### Exercise prompt
With the pictures omitted, write out the entries that follow exactly as they stand.

━━━━

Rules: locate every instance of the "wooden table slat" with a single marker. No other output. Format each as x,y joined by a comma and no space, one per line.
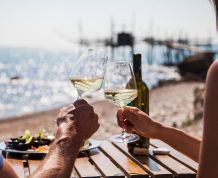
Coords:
104,164
85,169
177,155
152,167
33,164
129,167
17,165
173,165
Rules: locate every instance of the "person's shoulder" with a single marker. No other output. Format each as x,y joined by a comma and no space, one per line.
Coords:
214,68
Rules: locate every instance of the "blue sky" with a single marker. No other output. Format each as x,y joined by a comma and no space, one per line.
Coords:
37,23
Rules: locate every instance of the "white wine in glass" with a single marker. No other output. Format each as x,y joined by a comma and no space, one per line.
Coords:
120,88
88,72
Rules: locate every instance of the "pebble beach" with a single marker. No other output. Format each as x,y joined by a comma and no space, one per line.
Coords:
170,104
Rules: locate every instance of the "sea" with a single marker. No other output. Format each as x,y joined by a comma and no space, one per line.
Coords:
34,80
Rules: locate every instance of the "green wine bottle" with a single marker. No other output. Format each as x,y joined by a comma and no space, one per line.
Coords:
142,102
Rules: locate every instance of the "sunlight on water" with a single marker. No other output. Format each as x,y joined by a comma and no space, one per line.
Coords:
35,80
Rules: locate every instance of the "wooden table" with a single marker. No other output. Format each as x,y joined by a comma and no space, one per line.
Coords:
113,160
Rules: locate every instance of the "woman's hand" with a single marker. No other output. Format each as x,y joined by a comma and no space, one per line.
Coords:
134,120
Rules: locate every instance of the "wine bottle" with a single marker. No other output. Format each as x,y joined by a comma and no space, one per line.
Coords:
142,102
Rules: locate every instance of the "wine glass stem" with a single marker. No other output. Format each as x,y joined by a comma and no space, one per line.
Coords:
123,133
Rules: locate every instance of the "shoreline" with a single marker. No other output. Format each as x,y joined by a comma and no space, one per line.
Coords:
170,104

━━━━

### Solved problem
Rules: locate every instance of the "wooden table slat" with a single marker. No other output. Format each as x,y joined by a comma and no space, one per line.
Coords:
104,164
85,169
177,155
152,167
33,164
129,167
17,165
173,165
Rules: locate every instance of the "person's shoulder" with a single marker. No other output. Format each as x,y joined by a comma and no space, one per line.
Coords:
214,68
Rules: locate every instance of the "blue sky" with a single marker. No other output. Format each as x,y joined by a comma and no space, one per line.
Coords:
37,23
Rules: locate every instance of the "white wine in glass" with a single marker. No other output. Format each as x,y joined by a comma and no space, one per line.
Coords:
120,88
88,72
Rules: locate every instance of the "pebble beach" with a single marker. No other output. Format each as x,y joined by a comma and no space, one per line.
Coords:
170,104
Rules: locate every instance of the "sea" with a single marker. No other output. Format each as x,y joined by a comma and no space, one per line.
Coords:
34,80
Rules: locate every instance of the "green wine bottle" with a single marker. No other output. Format each as x,y joined by a comma and no space, one per line.
Coords:
142,102
Rules: locate every instance of the "sunlight on water" with a single marker. No other output. Format each as x,y joined by a comma and no space, one per line.
Coords:
35,80
Rules: locate every instance of the "wooden table" with a single marker. No other output. Format each as x,y joined by a comma and no space, one per line.
Coords:
113,160
Rules: locate every instance of the "woman's hand" with a single marker. No other output. Format each as x,y joined by a comma and no space, one per line.
Coords:
134,120
Rules: locate every instance of the "wine bottle" with a single marker. No other output. Format each as x,y joined by a comma and no space, one per line.
Coords:
142,102
Rules: locate every instance of the "wine glass stem" with a single marker. No other output. Format each as x,y joined by a comma and no space, one per line.
Coords:
123,133
Rules: locate every instance of the "shoreline" with a single marker. No other output. Format each as x,y joined by a comma and no space, one per line.
Coords:
170,104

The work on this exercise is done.